* Directions for this task:
Pick out every line of the material below that contains the word "with" and copy each one. Matching is case-sensitive.

* Recorded information:
● ● ● ● ●

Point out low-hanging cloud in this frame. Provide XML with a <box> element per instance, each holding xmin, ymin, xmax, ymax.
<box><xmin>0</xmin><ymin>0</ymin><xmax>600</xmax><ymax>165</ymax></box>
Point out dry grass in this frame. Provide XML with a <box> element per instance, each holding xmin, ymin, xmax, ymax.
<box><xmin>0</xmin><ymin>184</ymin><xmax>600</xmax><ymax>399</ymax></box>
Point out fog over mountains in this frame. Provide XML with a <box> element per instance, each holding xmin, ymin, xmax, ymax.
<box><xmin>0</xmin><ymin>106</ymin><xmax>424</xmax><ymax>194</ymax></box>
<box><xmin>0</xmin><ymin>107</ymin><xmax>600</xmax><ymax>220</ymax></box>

● ● ● ● ●

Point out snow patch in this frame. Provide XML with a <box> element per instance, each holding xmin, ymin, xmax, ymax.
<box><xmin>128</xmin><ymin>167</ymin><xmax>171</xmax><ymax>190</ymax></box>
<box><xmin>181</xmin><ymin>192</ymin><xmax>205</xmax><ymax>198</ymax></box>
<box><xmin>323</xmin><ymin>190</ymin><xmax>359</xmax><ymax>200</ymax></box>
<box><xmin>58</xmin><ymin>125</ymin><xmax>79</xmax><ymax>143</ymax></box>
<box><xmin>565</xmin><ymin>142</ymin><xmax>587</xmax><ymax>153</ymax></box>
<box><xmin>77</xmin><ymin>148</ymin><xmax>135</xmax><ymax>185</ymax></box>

● ● ● ● ●

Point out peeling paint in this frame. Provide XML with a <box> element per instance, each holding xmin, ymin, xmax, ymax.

● ● ● ● ●

* Task result:
Point out low-hanging cloud in this frame. Provide XML with a <box> element per instance, each holding xmin, ymin, xmax, ymax.
Point out dry grass in this frame. Provide XML with a <box> element per instance, each holding xmin, ymin, xmax, ymax.
Point out fog over mountains in this frame. Provide XML with a <box> element per instance, each holding xmin, ymin, xmax, ymax.
Point out snow patch in this frame. Provide XML with a <box> element per instance, each holding xmin, ymin, xmax, ymax.
Point out peeling paint in this frame. Provide XML with a <box> element per instance, each holding xmin, ymin, xmax, ymax.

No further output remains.